### 抜粋
炭素4員環のシクロブタン、およびその誘導体は天然物によく見られる構造であるのに加え、歪みのかかった構造に起因する様々な反応性は有機合成化学、構造化学の面からも興味深い分子群だ。シクロブタノンやシクロブテノンに関しては比較的研究が進められているのに対し、シクロブテンについては二重結合を有することからさらなる合成展開が可能となるなど魅力的な構造であるものの、その合成法の開発は余り進んでいない。

よく知られた方法論として、アセチレンと無水マレイン酸との光環化反応があげられ、その後の非対称化反応も含めてよく研究されている。シクロブテン合成には他にも2-パイロンを原料とした光による異性化反応も知られているが、異性体であるラクトンが不安定で爆発危険性を有するなどの理由から、こちらの分子の反応性については研究が進められていなかった。本報告はこのラクトンを様々な多官能基分子へと変換する方法論に関するものだ。



不安定とされるラクトンであるが、光反応により異性化は定量的に進行し、エーテル溶液として0.1から0.2M程度の溶液として保管することが可能のようだ。この溶液を用いて著者らはパラジウム触媒と、マロン酸エステルのエノラートなど活性カルボニル化合物系統の求核種の組み合わせにより、ラクトンの開環反応を行っている。収率は中程度から良好で、非対称の求核種を用いた場合にはジアステレオ選択性もほぼ完璧とのことだ。
######
> _取り組む課題_
1. シクロブテンに関する文章によると、光反応で異性化させたラクトンはどのような形で保管できるとされていますか。
2. 次の(a)〜(c)がシクロブテンに関する文章の内容と合っているかどうかを答え、判断の根拠となる語句をそのまま引用してください。
(a) シクロブテノンについては、シクロブテンより研究が比較的進んでいる。
(b) 2-パイロンの光異性化で得られるラクトンは安定で、危険性はない。
(c) ラクトンの開環反応の収率は中程度から良好である。
3. シクロブテンに関する文章を、最後の文のあとから書き継いでください。
### 提供情報
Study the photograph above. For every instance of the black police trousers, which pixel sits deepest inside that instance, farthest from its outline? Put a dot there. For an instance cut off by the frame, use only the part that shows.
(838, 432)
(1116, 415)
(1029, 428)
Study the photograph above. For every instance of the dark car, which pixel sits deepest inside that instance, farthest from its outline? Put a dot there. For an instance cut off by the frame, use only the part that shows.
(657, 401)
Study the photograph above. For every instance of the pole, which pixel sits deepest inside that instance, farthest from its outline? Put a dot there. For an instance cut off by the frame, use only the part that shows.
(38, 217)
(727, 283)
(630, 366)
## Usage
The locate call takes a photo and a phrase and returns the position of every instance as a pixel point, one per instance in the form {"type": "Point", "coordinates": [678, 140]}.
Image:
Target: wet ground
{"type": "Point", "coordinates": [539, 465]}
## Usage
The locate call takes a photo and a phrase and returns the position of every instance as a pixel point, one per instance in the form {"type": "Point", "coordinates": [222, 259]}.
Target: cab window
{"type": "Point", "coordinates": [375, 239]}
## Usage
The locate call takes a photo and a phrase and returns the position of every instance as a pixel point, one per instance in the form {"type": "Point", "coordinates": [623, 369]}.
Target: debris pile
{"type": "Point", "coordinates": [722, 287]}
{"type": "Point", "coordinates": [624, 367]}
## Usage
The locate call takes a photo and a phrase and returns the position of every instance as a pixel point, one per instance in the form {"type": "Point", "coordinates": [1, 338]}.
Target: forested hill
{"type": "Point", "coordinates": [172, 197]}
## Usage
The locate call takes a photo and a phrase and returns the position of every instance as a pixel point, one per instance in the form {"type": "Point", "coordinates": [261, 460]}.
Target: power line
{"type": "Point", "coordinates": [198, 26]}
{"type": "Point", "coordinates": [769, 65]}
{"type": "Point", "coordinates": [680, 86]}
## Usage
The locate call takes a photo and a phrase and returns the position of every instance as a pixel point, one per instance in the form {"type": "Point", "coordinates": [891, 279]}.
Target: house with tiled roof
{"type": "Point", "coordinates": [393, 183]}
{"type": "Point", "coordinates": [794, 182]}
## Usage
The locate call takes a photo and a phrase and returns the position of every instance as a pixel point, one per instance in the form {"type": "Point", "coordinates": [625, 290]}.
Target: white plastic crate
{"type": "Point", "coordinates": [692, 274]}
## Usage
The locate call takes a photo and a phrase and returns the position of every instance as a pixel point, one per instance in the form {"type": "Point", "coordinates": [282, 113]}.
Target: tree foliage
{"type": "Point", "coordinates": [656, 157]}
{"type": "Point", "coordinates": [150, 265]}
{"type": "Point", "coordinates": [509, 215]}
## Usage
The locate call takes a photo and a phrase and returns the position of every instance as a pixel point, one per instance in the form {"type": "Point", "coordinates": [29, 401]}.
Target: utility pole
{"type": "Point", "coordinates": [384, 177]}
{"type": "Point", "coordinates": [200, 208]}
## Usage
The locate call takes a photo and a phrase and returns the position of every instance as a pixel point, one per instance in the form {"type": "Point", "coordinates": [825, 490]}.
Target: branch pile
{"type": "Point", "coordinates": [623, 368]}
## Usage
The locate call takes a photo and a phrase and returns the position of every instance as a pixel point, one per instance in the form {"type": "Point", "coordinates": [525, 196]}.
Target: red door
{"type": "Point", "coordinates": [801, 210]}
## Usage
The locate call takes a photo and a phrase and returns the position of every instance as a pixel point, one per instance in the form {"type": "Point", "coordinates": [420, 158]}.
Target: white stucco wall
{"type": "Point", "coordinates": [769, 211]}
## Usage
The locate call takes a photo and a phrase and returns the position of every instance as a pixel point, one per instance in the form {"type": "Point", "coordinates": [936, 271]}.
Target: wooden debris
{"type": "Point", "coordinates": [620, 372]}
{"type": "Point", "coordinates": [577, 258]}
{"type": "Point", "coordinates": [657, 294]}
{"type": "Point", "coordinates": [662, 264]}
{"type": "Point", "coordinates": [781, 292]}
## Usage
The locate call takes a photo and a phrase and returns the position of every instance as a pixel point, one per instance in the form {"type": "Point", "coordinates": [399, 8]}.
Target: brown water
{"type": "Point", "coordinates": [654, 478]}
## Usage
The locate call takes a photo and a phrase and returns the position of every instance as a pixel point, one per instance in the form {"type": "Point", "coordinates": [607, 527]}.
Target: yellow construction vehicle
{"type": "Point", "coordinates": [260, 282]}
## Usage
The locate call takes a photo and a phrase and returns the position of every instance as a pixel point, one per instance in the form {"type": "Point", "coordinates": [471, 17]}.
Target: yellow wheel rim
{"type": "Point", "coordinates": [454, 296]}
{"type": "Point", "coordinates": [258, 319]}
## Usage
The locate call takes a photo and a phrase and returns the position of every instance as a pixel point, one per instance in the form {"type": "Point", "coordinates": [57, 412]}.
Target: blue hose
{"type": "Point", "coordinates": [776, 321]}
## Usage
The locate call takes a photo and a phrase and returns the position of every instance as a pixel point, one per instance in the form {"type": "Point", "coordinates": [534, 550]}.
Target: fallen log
######
> _課題の解答_
1. エーテル溶液として、0.1から0.2M程度の溶液で保管できるとされています。

2.
(a) はい。「シクロブタノンやシクロブテノンに関しては比較的研究が進められているのに対し」
(b) いいえ。「異性体であるラクトンが不安定で爆発危険性を有する」
(c) はい。「収率は中程度から良好で」

3.
求核種としてアミノ酸由来のアズラクトンを用いた場合には、対応する付加体ではなく、閉環形式の変更されたラクタムが得られている。ベンゾイル基に電子吸引基を導入することで収率、立体選択性を最適化することが可能で、ベンジル基などのかなり大きな置換基もα位に導入可能となっている。

本反応のウリは生成物のさらなる変換によりさまざまな官能基化を行っていることだろう。シクロブテン中の二重結合はオスミウムによるジオール化、メタセシスによる開環、ヨードラクトン化など、収率は必ずしも高くないけれど原料の2-パイロンからたった3段階でおもしろい分子群に到達しているのが非常に興味深い。論文の最後ではTrost型の配位子を用いた速度論分割も行っている。



安定性などに問題があるために、これまで見過ごされてきた分子に光を当てる本論文のような研究は、化学研究の醍醐味の一つなのではないだろうか。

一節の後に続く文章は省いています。